What to work on> Count how many lines of the entries below contain the string "knob", matching case exactly. Give only the number.

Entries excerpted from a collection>

^^^^

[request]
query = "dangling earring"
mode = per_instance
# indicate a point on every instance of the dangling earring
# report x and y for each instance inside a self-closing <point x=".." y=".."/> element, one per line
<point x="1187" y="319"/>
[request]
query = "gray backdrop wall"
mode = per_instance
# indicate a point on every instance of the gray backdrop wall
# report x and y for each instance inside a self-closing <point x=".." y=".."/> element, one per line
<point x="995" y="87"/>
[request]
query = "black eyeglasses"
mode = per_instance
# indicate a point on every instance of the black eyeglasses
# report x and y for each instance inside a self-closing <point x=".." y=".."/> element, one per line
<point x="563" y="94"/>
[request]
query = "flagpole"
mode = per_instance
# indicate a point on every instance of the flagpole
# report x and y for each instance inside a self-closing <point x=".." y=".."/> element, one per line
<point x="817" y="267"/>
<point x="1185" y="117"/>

^^^^

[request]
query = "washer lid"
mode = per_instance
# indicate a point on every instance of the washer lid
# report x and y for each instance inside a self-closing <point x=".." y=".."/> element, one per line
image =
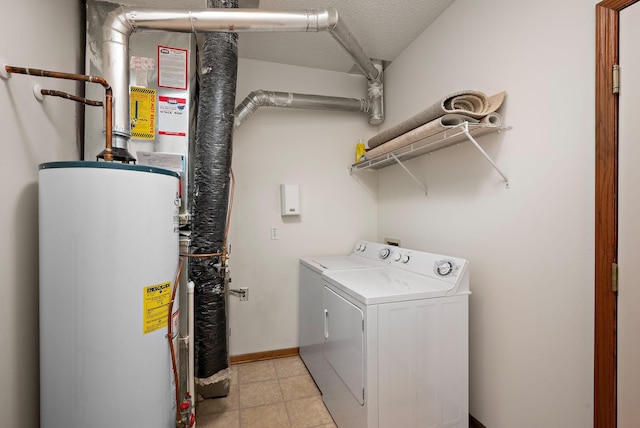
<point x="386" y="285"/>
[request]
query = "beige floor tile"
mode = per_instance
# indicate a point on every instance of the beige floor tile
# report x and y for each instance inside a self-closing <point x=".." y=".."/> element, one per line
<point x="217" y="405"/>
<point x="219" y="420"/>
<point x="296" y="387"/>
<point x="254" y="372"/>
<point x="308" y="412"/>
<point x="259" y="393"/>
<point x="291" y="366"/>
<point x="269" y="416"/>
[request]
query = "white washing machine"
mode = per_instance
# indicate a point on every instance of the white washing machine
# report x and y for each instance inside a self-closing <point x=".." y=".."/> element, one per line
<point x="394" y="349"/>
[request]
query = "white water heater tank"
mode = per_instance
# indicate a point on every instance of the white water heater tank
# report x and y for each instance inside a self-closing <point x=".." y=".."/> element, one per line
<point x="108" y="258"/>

^^^^

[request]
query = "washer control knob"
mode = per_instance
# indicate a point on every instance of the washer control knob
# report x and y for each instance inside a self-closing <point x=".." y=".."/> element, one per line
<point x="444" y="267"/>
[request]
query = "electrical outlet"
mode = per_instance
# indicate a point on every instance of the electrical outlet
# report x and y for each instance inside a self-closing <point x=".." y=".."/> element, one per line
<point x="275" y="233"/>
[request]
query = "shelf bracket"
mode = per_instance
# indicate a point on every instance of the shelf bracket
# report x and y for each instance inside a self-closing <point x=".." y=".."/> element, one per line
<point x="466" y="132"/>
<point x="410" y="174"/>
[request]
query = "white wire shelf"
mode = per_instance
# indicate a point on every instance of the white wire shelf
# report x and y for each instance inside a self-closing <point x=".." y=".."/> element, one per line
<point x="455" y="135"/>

^^^^

Answer to this task> 2